Retype the portion of the drill bit passage between "Furthermore, the provision" and "is taking place.", inclusive.

[BEGIN Text passage]

Additional outer nozzles (not shown) may then be located in the passages 28 which are disposed on the leading sides of the shorter blades 12. These four outer nozzles may be directed to the outer shoulder of the drill bit where a higher proportion of hydraulic energy is required to clean the increased cutter count in this region due to the back-up cutters 18. However, fluid flow from the inner nozzles 24 creates a pressure difference such that fluid from the outer nozzles also flows inwardly towards the inner nozzles 24, across the primary cutters on the shorter blades, before flowing outwardly again with the outward flow from the inner nozzles 24. All of the nozzles communicate with a central axial passage (not shown) in the shank of the bit, to which drilling fluid is supplied under pressure downwardly through the drill string in known manner. Flow from both the inner nozzles 24 and the outer nozzles flows to the annulus through the openings 26 and passages 28 through the bit body.
The provision of the continuous bearing surface 22 around the whole of the gauge region 20 of the drill bit, instead of providing junk slots in the gauge region, substantially enhances the stability of the bit in operation. It reduces the bit's susceptibility to vibration due to the absence of sharp edges, cutting elements, or other protrusions in the gauge region which otherwise might act on surrounding formation to cause vibration and, under some circumstances, to initiate "bit whirl." Bit whirl is a phenomenon in which the drill bit begins to precess around the hole in the opposite direction to the direction of rotation of the drill bit. One result of bit whirl is that some cutters may temporarily move in the reverse direction relative to the formation and this can result in damage to the cutting elements.
Furthermore, the provision of a continuous bearing surface around the whole periphery of the drill bit allows the axial length of the gauge region 20 to be reduced as compared with conventional drill bits while maintaining the desired overall area of the bearing surface. As may be seen from FIG. 1, the gauge length of the drill bit is considerably less that is normally the case with a conventional PDC drill bit. The reduction in axial length of the gauge region also reduces the distance form the motor to the bit, in a steerable motor-driven system, thereby improving the directional response of the drill bit when steering is taking place.
As previously mentioned, the continuous bearing surface 22 may be subject to erosion and wear in use as a result of its substantially constant bearing on the surrounding formation. The drill bit of FIGS. 1 and 2 incorporates one arrangement for reducing erosion and wear of the bearing surface 22 while at the same time maintaining the beneficial advantages of a continuous bearing surface.
The gauge region bearing surface 22 is formed with a plurality of shallow subsidiary channels 32 which extend axially of the gauge region and are spaced apart, advantageously by equal distances, around the bearing surface 22. As may be seen from FIG. 2, each subsidiary channel 32 is shallow and of significantly smaller cross-sectional area than the main fluid channels 14 between the blades 12. Consequently, most of the drilling fluid flowing along the main channels 14 flows directly to the annulus through the internal passages 28 through the bit body. However, a minor proportion of the fluid can escape from the channels 14 and into the shallow subsidiary channels 32, thus lubricating and cleaning the bearing surface 22 so as to reduce wear and erosion of the bearing surface.

[END Text passage]
[BEGIN Record list]

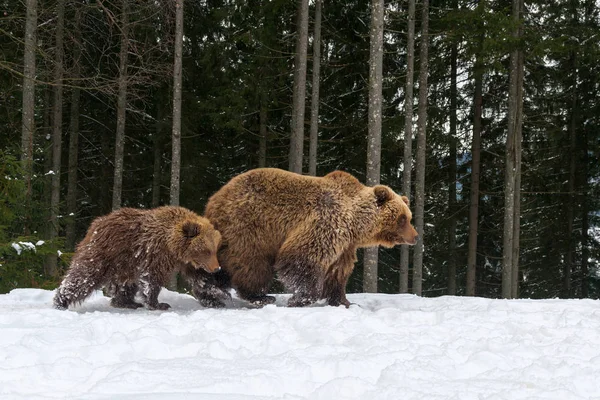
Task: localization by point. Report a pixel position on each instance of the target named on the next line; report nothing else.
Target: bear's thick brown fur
(304, 229)
(131, 250)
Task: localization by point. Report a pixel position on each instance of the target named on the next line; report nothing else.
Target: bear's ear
(190, 229)
(382, 194)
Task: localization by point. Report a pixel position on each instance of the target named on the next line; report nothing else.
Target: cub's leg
(81, 280)
(150, 287)
(123, 296)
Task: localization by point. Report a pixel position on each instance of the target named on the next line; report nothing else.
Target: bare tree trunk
(421, 143)
(56, 132)
(518, 153)
(408, 134)
(28, 123)
(121, 108)
(314, 104)
(475, 167)
(73, 141)
(297, 138)
(585, 251)
(568, 267)
(374, 139)
(512, 161)
(158, 151)
(262, 144)
(176, 156)
(452, 173)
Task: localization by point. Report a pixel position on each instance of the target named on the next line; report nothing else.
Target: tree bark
(568, 267)
(421, 146)
(56, 132)
(374, 136)
(299, 96)
(73, 140)
(408, 134)
(314, 105)
(471, 287)
(28, 122)
(512, 165)
(452, 173)
(585, 251)
(262, 144)
(158, 152)
(518, 153)
(121, 108)
(176, 139)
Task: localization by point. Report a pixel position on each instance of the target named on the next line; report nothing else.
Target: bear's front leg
(123, 296)
(150, 289)
(334, 288)
(209, 289)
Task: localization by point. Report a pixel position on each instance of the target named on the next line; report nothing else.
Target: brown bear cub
(304, 229)
(133, 250)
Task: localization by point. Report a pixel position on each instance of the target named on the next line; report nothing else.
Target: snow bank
(389, 347)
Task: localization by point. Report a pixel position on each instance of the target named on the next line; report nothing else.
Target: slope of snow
(385, 347)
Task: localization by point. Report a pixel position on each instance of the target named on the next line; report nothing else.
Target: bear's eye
(402, 221)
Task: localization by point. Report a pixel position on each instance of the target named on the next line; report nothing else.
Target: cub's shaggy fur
(131, 250)
(304, 229)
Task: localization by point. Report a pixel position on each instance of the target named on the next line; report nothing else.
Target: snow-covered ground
(385, 347)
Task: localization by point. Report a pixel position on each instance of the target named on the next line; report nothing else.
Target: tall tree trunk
(298, 104)
(518, 162)
(421, 146)
(28, 122)
(513, 150)
(121, 108)
(374, 138)
(475, 166)
(408, 134)
(176, 139)
(73, 140)
(262, 144)
(452, 172)
(314, 104)
(158, 152)
(56, 132)
(585, 251)
(568, 267)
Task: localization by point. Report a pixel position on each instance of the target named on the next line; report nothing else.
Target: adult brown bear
(131, 250)
(304, 229)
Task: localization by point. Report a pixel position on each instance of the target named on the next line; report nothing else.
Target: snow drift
(385, 347)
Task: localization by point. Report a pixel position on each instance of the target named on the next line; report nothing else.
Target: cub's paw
(159, 306)
(300, 301)
(261, 301)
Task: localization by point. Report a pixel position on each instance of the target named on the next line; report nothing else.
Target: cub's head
(394, 218)
(196, 242)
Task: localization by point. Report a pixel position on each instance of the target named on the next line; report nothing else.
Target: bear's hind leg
(252, 282)
(124, 296)
(302, 277)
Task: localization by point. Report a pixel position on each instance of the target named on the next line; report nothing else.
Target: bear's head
(394, 218)
(196, 242)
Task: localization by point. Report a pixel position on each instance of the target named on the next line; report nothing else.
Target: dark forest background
(238, 85)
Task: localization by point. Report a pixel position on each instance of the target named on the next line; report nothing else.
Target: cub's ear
(190, 229)
(383, 194)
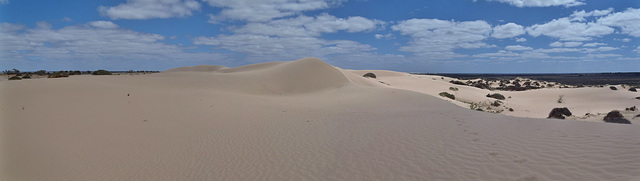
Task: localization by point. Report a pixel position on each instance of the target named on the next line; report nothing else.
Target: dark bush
(496, 96)
(58, 74)
(559, 113)
(101, 72)
(615, 117)
(457, 82)
(446, 94)
(15, 78)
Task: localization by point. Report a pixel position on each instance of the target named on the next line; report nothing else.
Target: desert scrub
(496, 96)
(446, 94)
(15, 78)
(370, 75)
(101, 72)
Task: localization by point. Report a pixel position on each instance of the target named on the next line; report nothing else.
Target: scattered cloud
(263, 10)
(595, 44)
(147, 9)
(568, 30)
(438, 38)
(302, 26)
(100, 42)
(508, 30)
(517, 48)
(542, 3)
(103, 24)
(628, 21)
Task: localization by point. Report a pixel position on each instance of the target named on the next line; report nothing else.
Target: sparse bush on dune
(101, 72)
(496, 96)
(58, 74)
(559, 113)
(446, 94)
(15, 78)
(615, 117)
(370, 75)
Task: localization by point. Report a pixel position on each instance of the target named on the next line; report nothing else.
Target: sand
(300, 120)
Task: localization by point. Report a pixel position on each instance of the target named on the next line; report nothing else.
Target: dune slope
(315, 124)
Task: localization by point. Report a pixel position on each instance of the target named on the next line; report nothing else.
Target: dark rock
(370, 75)
(615, 117)
(559, 113)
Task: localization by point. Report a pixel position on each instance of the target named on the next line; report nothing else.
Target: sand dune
(300, 120)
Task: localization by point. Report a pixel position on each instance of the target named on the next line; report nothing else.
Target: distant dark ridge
(629, 78)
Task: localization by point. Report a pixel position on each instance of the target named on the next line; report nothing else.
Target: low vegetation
(101, 72)
(446, 94)
(370, 75)
(496, 96)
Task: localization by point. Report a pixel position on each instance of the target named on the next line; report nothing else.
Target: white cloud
(508, 30)
(263, 10)
(146, 9)
(542, 3)
(103, 24)
(263, 47)
(85, 44)
(572, 44)
(581, 15)
(567, 30)
(595, 44)
(438, 38)
(310, 26)
(517, 48)
(556, 44)
(628, 21)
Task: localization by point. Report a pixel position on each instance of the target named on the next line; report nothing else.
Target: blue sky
(440, 36)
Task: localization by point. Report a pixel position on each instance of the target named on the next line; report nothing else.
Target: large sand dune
(300, 120)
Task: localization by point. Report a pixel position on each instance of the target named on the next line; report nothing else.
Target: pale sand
(301, 120)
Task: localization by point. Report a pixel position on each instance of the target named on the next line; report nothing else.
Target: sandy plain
(302, 120)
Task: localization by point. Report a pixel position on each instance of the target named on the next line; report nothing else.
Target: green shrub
(15, 78)
(496, 96)
(446, 94)
(101, 72)
(371, 75)
(59, 74)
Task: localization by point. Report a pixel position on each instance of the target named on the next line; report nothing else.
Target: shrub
(457, 82)
(15, 78)
(446, 94)
(559, 113)
(560, 99)
(101, 72)
(615, 117)
(58, 74)
(370, 75)
(496, 96)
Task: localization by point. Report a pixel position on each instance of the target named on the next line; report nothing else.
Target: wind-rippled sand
(301, 120)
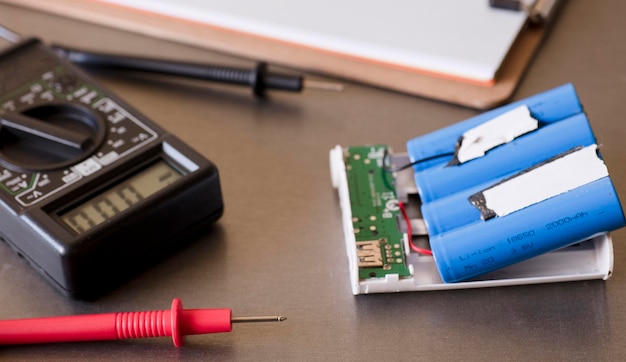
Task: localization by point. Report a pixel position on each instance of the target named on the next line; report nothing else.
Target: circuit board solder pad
(380, 245)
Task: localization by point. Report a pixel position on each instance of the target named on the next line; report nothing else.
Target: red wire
(409, 232)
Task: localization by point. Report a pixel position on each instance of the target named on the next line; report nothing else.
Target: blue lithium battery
(483, 246)
(562, 125)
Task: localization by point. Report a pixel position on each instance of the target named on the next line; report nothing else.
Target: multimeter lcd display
(113, 201)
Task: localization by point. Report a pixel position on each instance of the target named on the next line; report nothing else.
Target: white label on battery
(502, 129)
(550, 179)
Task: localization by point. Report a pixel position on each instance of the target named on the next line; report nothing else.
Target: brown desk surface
(278, 248)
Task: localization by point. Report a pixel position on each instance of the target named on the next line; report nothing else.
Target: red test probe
(176, 322)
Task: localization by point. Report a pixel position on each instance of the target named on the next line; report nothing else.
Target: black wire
(411, 164)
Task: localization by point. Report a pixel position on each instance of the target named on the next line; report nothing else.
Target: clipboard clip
(539, 11)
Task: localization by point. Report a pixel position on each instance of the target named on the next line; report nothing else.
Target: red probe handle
(176, 322)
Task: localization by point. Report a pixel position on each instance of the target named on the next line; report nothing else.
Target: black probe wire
(257, 78)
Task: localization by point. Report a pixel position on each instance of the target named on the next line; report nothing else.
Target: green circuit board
(379, 242)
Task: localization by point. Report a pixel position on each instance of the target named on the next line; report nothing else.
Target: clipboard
(439, 85)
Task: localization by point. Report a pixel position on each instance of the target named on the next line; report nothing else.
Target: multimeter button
(64, 83)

[END Record list]

Result:
Furthermore, the provision of a continuous bearing surface around the whole periphery of the drill bit allows the axial length of the gauge region 20 to be reduced as compared with conventional drill bits while maintaining the desired overall area of the bearing surface. As may be seen from FIG. 1, the gauge length of the drill bit is considerably less that is normally the case with a conventional PDC drill bit. The reduction in axial length of the gauge region also reduces the distance form the motor to the bit, in a steerable motor-driven system, thereby improving the directional response of the drill bit when steering is taking place.